Tuesday, February 15, 2011

Dirty Foods

“The more serious the illness, the more important it is for you to fight back, mobilizing all your resources-spiritual, emotional, intellectual, physical.”
- Norman Cousins

The Centers for Disease Control and Prevention estimates that 200,000 Americans experience food poisoning every day. This number could be as high as 800,000, according to Philip Tierno, author of The Secret Life of Germs. "Everyone in this country will get sick at least once this year from a foodborne virus, bacteria, or toxin," he says. But we may not know it and blame the mild symptoms—nausea, diarrhea, cramping—to a stomach flu.

Where do these germs come from? MensHealth.com identifies the “10 Dirtiest Foods.”  I’ll cover some highlights but be sure to read the entire article for all the details.

1. Chicken: Don’t be fooled by commercials of Perdue chickens enjoying a good life. Most chickens are raised in very dirty coops under crowded conditions. As a result, one in 10 chickens carry germs that can make you ill. To protect yourself
- Buy free range chickens which are raised (supposedly) in cleaner environments
- Do not wash chickens or chicken parts in the sink. This spreads the germs to anything that touches the sink. Instead put the chicken directly into a pan/pot and let heat kill the germs.
- Chicken should be cooked to a temperature of 180°F. Use a thermometer – don’t trust the color of juice when pricked.
- If the chicken touched a cutting board, clean the board and knife with a mild, diluted bleach solution.

2. Eggs: pasteurization has reduced the risk of dirty eggs to 1 in 200,000. But given the millions of eggs consumed in America, eggs sicken an estimated 660,000 people annually and kill 300.
- Only buy pasteurized eggs.
- Never use a cracked egg in a carton.
- Store eggs in the coldest part of your fridge (not in the fridge door).
- Wash your hands after handling eggs.
- Cook eggs to 160°F

3. Hamburger: In one USDA test, 53% of the ground chuck examined was infected with Clostridium perfringens which can cause illness.
- Buy beef that is "treated by irradiation" to kill germs
- 1 Tbsp. of Fresh oregano can kill E. coli in one pound of beef
- Cook beef to 160°F

4. Fresh fruit – because most fruit is eaten raw, any germs on the outside will not be killed by cooking. For example, Cantaloupe grows on the ground and has a netted exterior that makes it easy for Salmonella to sneak on; and once on it's hard to clean off.
- Clean the exterior of all fruits prior to eating. Wash your hands afterwards.
- Washing fruits will also remove any pesticides that were sprayed on.

5. Fresh vegetables : my mother is paranoid about washing lettuce. She grew up on a farm and has seen how dirty field conditions are for the produce and the workers. You also want to wash spinach and scallions thoroughly..
- "Just because something is wrapped in cellophane doesn't mean it's free of pathogens." Don’t be lulled by claims of being "triple washed."

6. Deli Meats: cold cuts have been labeled "high risk" of causing listeriosis by a joint team of researchers from the USDA, FDA, and CDC. The Listeria germ grows rapidly on cut meat even with ideal refrigeration; and then the cold cut is eaten without further cooking. The most likely source of Listeria-contaminated cold cuts is the deli slicer. Without regular cleaning, the blade can transfer bacteria from roast beef to turkey to pastrami and back.
- Toss any meat that is a week old
- Slather on the mustard. Researchers found that mustard killed off 90 percent of three potent pathogens—Listeria, E. coli, and Salmonella—within 2 hours.

Bottom Line

We like to think the food we buy is clean but the truth is that it’s not. The advice above will help prevent some common sources of illness.

Task directions |
Answer the following questions using the article on dirty foods.
1. To what temperature should chicken be cooked?
2. In which part of the refrigerator should eggs be stored?
3. In one USDA test, what percentage of the ground chuck examined was infected with Clostridium perfringens?

Data for review |
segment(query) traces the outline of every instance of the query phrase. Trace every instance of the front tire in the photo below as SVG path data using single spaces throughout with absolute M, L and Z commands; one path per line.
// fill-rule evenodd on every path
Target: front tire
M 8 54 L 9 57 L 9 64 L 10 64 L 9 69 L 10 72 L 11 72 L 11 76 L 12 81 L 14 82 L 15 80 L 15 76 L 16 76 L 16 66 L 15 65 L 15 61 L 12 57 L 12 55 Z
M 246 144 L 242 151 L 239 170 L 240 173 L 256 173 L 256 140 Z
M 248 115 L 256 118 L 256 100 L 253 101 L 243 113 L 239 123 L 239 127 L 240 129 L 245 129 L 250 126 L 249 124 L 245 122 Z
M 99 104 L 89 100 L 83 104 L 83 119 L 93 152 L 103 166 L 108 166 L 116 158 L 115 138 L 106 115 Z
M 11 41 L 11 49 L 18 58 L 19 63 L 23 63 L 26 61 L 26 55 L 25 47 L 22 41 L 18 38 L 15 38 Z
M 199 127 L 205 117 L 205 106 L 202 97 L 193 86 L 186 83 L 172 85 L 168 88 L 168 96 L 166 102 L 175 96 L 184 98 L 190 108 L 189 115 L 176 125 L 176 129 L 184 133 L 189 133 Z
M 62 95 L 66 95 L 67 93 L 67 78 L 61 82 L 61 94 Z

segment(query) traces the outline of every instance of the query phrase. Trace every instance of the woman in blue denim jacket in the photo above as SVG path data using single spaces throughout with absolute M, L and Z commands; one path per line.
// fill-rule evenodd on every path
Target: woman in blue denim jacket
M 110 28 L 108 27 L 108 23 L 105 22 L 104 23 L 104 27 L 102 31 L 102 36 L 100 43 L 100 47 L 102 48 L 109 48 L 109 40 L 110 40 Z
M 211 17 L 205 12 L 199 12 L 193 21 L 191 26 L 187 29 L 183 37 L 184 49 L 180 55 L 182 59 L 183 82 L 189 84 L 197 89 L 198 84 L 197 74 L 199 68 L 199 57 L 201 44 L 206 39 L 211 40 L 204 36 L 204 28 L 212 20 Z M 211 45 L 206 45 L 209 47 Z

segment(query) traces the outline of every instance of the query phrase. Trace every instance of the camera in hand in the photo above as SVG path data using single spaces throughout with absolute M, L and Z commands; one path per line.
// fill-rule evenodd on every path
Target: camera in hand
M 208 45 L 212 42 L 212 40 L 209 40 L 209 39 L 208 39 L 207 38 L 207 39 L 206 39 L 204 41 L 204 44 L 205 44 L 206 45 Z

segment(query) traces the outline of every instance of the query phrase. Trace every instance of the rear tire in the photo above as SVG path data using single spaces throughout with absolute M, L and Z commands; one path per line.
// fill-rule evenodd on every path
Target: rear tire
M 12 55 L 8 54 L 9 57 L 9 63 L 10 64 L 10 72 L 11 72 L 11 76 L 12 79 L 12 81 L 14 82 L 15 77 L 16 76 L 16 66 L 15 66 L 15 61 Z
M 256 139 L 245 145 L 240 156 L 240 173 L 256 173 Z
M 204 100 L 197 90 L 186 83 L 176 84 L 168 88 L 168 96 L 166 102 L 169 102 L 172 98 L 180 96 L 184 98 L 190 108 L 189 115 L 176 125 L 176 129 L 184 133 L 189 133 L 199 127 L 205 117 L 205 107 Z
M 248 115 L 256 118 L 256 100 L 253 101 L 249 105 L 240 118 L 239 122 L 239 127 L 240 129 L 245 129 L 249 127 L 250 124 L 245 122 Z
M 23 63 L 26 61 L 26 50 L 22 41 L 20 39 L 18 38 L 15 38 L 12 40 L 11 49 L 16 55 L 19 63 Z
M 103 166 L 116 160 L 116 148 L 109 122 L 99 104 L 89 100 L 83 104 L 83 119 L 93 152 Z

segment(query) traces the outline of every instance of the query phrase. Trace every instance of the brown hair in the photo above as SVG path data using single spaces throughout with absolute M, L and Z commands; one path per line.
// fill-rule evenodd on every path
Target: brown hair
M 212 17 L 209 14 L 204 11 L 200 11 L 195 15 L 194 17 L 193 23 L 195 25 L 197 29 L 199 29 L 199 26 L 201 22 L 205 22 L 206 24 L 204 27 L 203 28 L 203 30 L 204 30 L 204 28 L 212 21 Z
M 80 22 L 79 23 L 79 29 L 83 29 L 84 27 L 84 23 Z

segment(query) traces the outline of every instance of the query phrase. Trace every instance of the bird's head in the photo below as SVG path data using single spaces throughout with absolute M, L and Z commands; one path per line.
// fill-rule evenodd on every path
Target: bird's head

Exercise response |
1. 180°F.
2. The coldest part of the refrigerator, not the door.
3. 53%.